■ Consegne da svolgere:
- a) Nel brano sulla moda e i personaggi celebri, con quale nome fu ribattezzato in Italia il twin-set?
- b) Continua il brano sulla moda e i personaggi celebri dopo la sua ultima frase.

■ Brano proposto:
------------------------
Quando l’abito faceva il monaco
Oggi ci sono i testimonial, personaggi famosi (più o meno giustificatamente) che dietro astronomico compenso fanno bella mostra di sé con indosso un capo griffato, lanciando il (tutt’altro che subliminale) messaggio: “Fate come me: compratelo pure voi!”. Ieri c’erano persone celebri (quasi sempre meritoriamente) che per piacere personale sceglievano di portare un abito o un accessorio, facendolo passare alla storia come un fenomeno di costume. Spesso, se pensiamo ad una star del cinema o ad un aristocratico del passato, li identifichiamo immediatamente con uno specifico oggetto di moda che è diventato un elemento della loro stessa personalità e professionalità oltre che del loro aspetto esteriore.
Probabilmente il twin-set non avrebbe goduto della fama che conquistò nel dopoguerra (e che perdura tuttora) se non fosse assurto ad indumento preferito della grande diva scozzese Deborah Kerr che in quel completino due pezzi con maglia girocollo a mezze maniche e cardigan a maniche lunghe (in Italia ribattezzato “Giulietta e Romeo”) trovò l’ideale – per qualità dei filati e aderenza di corpo – da utilizzare come sottogiacca o anche da solo con un filo di perle. Grazie a lei, il twin-set in tinta unita divenne l’emblema delle signore chic in cerca di un look casual raffinato che permetteva addirittura di tenere la giacca sulle spalle senza violare i codici del bon ton.
Un discorso analogo vale per il trench in tessuto impermeabile di lana, formidabile per proteggersi dagli agenti atmosferici, del quale il grande attore hollywoodiano Humphrey Bogart fece la sua uniforme, presto imitato da uomini in tutto il mondo. Non c’è chi non ricordi l’immagine finale del film “Casablanca” in cui il divo si trasforma in un’icona col suo impermeabile Aquascutum stretto in vita dalla cintura (annodata, dato che lui non amava usare la fibbia), il bavero rigido rialzato, le mani in tasca. Prima di Bogart solo l’esercito inglese si era interessato a questo tessuto, che poi entrò nel mito al pari del suo inconsapevole “ambassador” globale.
E che dire della maglietta con il coccodrillo, la cui buona sorte è legata al grande tennista francese Renè Lacoste? Costui (soprannominato “il coccodrillo” per la sua grinta) agli inizi degli anni ’30 del secolo scorso appese la racchetta al chiodo, come si suol dire, per avviare una propria attività imprenditoriale lanciando una polo come quella utilizzata dagli sportivi, ma “ripensata” ad uso di tutti, ovvero con maniche più corte, abbottonatura più breve, colore bianco (anziché il solito beige), destinata in seguito a colorarsi di tutte le tinte dell’arcobaleno. Fu un successo clamoroso, di cui non si è ancora spenta l’eco.
------------------------
■ Estratti del materiale:

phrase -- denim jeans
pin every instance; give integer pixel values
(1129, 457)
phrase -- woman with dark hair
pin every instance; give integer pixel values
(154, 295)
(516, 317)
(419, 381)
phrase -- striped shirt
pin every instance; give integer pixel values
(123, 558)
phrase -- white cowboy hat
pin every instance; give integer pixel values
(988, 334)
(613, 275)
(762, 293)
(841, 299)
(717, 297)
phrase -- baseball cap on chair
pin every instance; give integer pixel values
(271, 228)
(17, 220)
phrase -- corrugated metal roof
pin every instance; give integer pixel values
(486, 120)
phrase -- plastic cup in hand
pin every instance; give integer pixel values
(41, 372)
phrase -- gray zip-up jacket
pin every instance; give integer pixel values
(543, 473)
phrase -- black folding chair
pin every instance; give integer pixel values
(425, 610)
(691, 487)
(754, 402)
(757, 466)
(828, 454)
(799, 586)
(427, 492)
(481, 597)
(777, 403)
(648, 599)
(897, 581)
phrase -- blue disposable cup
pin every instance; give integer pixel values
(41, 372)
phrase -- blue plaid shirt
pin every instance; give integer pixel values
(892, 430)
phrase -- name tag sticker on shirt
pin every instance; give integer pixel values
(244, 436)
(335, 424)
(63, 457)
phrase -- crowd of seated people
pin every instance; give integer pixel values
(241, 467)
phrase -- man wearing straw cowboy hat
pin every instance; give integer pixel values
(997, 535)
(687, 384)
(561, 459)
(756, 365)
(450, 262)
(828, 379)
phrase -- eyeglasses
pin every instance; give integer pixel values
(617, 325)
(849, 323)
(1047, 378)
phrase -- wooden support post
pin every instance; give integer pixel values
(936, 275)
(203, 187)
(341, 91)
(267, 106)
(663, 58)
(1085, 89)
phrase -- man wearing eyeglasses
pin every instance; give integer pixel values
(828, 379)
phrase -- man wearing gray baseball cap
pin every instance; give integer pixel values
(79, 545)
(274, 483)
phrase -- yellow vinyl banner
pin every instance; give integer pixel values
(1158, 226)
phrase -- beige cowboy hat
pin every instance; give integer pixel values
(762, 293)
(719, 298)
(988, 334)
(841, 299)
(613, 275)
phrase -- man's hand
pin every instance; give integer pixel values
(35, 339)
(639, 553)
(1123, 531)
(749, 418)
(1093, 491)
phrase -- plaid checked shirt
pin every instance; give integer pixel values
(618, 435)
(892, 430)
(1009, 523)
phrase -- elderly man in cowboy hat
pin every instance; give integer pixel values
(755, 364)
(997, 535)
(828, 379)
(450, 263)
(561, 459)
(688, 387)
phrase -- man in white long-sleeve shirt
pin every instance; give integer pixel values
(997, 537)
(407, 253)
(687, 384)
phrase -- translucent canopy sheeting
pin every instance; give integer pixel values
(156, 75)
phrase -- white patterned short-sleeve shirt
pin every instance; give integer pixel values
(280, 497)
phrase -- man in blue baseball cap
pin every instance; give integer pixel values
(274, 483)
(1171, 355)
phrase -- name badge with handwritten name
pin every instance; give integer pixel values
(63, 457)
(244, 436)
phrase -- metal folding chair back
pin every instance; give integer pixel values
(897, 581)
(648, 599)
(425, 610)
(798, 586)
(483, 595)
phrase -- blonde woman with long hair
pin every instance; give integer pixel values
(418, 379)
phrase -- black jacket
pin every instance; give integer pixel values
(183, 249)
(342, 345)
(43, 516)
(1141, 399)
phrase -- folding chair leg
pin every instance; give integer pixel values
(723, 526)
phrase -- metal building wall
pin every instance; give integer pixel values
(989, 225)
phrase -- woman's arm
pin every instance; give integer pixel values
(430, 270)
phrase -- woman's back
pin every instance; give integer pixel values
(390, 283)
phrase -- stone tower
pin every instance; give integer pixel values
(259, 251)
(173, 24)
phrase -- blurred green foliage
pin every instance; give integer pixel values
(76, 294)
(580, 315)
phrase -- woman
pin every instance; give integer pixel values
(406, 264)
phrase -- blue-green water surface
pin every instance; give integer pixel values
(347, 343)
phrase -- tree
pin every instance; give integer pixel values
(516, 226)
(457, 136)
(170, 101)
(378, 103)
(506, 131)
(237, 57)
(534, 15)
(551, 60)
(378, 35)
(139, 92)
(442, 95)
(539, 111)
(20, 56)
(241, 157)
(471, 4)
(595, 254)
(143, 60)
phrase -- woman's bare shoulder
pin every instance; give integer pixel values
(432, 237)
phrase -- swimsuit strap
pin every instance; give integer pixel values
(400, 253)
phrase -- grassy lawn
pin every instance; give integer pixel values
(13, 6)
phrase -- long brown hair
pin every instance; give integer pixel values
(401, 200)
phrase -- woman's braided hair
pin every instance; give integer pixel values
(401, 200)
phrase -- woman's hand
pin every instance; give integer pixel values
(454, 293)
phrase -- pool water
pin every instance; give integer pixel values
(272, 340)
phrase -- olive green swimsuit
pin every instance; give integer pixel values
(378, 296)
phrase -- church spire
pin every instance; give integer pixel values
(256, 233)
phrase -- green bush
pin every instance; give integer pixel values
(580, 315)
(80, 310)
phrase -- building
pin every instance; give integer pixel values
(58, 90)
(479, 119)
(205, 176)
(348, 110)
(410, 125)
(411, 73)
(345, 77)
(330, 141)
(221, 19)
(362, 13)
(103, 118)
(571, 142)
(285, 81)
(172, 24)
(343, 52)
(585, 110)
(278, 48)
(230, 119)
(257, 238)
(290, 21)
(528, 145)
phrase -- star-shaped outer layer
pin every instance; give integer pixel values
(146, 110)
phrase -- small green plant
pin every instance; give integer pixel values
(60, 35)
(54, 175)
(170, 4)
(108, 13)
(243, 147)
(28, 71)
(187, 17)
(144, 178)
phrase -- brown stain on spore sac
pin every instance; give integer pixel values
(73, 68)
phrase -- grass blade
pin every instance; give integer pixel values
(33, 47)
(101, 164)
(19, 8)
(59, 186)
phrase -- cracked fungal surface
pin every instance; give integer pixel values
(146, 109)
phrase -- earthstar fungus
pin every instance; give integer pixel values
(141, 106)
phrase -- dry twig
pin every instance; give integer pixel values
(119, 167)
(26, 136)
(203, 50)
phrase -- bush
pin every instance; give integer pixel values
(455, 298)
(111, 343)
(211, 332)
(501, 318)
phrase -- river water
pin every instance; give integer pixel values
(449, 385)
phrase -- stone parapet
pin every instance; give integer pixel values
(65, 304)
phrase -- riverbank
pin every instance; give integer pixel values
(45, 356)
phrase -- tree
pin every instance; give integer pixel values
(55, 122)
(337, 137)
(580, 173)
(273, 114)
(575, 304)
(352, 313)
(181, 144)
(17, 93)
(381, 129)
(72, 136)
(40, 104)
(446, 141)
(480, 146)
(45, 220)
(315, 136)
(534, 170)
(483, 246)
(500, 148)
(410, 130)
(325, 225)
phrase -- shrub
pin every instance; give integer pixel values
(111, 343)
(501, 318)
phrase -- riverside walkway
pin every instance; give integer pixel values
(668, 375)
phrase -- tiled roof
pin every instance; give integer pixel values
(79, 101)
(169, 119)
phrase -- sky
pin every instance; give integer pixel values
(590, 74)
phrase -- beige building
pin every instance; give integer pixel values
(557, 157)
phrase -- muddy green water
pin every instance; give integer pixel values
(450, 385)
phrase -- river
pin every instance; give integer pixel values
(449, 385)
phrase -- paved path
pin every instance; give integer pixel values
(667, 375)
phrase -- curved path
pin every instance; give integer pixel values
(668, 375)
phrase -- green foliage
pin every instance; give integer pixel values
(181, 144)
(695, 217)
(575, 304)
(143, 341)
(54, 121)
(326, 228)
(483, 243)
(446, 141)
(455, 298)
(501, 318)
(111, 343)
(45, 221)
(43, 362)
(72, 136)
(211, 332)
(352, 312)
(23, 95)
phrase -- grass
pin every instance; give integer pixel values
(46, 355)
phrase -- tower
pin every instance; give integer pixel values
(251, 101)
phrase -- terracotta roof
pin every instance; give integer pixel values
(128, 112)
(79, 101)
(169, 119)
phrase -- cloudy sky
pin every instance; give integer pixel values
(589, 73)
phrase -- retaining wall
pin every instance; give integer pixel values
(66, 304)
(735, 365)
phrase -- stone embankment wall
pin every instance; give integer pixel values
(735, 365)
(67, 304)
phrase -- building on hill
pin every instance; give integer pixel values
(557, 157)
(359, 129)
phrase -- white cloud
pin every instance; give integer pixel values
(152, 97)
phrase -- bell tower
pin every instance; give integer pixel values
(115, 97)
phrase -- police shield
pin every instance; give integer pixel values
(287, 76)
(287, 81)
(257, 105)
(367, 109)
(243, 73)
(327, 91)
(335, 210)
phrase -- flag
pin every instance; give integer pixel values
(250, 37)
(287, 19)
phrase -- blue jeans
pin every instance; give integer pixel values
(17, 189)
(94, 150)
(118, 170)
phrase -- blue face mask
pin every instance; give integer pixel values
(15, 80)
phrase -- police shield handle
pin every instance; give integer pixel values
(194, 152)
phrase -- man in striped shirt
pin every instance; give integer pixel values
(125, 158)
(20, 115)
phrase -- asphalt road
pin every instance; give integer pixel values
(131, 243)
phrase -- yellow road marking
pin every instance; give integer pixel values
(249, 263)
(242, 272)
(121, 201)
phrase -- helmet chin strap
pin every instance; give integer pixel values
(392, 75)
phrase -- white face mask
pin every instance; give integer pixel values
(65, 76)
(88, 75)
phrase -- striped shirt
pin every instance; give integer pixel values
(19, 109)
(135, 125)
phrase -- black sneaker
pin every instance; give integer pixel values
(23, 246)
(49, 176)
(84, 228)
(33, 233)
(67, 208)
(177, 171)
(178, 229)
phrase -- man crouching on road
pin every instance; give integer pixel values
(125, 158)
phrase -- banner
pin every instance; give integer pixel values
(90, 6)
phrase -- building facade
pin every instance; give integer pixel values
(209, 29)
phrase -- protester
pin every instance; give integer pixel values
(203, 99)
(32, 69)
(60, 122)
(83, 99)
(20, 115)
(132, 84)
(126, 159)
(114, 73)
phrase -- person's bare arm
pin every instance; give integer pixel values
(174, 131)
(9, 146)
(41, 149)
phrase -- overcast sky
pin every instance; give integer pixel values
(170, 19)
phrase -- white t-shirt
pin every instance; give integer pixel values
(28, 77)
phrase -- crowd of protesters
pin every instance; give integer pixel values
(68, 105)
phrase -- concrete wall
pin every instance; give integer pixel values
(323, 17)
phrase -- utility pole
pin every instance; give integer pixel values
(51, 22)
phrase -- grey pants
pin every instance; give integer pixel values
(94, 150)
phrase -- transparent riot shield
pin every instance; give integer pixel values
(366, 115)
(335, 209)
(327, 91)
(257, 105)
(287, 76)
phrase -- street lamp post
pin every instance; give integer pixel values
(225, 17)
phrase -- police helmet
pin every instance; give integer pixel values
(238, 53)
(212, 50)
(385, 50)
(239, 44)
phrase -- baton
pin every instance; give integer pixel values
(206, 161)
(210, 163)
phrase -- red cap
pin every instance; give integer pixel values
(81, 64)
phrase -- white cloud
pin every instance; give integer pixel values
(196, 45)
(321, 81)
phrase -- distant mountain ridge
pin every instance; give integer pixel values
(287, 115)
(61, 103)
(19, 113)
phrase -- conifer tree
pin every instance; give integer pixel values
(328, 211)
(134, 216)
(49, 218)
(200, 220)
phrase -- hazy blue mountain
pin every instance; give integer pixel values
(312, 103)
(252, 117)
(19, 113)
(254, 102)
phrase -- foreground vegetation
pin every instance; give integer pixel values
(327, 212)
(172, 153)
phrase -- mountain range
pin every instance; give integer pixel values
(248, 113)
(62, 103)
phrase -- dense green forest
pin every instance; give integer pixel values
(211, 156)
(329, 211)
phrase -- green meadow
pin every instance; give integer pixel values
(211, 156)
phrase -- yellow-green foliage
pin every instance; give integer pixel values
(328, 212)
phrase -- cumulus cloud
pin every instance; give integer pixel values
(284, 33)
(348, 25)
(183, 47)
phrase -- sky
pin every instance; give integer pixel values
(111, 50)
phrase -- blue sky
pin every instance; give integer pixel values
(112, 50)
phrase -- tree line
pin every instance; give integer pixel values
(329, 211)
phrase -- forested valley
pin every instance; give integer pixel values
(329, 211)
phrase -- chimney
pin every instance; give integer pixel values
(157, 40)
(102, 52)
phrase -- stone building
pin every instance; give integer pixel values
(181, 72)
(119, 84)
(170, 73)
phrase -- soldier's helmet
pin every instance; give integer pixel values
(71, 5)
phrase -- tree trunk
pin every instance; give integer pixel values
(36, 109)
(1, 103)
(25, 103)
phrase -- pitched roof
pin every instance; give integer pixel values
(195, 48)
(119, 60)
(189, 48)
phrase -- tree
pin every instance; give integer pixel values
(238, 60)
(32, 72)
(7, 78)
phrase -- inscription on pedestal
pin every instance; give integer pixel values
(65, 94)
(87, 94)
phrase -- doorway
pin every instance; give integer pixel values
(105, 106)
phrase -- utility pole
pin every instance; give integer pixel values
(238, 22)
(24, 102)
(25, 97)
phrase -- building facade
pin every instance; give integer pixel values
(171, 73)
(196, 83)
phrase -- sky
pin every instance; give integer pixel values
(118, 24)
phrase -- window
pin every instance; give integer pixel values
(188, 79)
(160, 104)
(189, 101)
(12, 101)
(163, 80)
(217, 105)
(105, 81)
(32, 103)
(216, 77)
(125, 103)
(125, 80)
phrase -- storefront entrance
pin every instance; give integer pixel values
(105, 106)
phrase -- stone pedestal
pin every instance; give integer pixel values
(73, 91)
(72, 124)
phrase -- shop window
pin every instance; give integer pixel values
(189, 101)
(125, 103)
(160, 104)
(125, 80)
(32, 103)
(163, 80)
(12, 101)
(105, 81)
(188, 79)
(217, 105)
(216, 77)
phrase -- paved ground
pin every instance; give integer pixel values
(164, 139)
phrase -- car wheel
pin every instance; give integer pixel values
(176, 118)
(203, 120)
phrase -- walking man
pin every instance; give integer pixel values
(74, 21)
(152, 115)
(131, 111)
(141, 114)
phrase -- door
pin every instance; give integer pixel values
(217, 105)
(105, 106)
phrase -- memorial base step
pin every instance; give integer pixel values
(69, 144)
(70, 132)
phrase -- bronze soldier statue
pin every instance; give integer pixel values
------------------------
■ Risposte per consegna:
- a) Fu ribattezzato "Giulietta e Romeo".

- b)
D’altro canto, fu il mondano Edoardo VIII, Principe di Galles, a sdoganare il tessuto che porterà il suo titolo. Fu infatti lui, marito della “scandalosa” Wally Simpson, il primo ad indossare un abito a righe e quadretti intersecati, che rapidamente impose un nuovo trend. Ad Edoardo è associata in generale l’immagine del perfetto gentleman inglese quintessenza dell’eleganza: mocassini in camoscio con i lacci, panama estivo in paglia intrecciata, modelli sartoriali confezionati a Savile Row, nodo di cravatta e colletti di camicia morbidi, polsini doppi con gemelli, giacca da smoking e pantaloni con la gamba più ampia di quella dei classici a tubo, tanto per citare alcuni suoi vezzi “British style” che fecero scuola. Il Principe amava definirsi un fashion leader “con i sarti come miei showmen e il mondo come mio pubblico”.
Anche la regina d’Italia Margherita di Savoia è rimasta legata nell’ immaginario collettivo, da un lato, alle collane di perle, dall’altro al leggendario abito che indossò il 22 Aprile 1868 in occasione delle sue nozze con il principe ereditario Umberto. Si trattava di un abito bianco increspato (a costine orizzontali) con ricami in argento, corpetto che esaltava il décolleté, a maniche corte, stretto in vita da un’alta fascia finemente decorata, mentre sulle spalle le scendeva un mantello lungo quasi quattro metri. Il vestito era adorno di margherite, rose e fiori d’arancio (fu lei a lanciare la moda dei ricami floreali sugli abiti); nei capelli chiari rilucevano una rosa e due stelle di diamanti; al collo la magnifica collana di perle appartenuta a Maria Adelaide di Savoia. Persino i couturier parigini furono incantati dalla fastosità del modello, riproponendolo nei loro atelier. Da allora il nostro “archetipo” di abito da sposa è così!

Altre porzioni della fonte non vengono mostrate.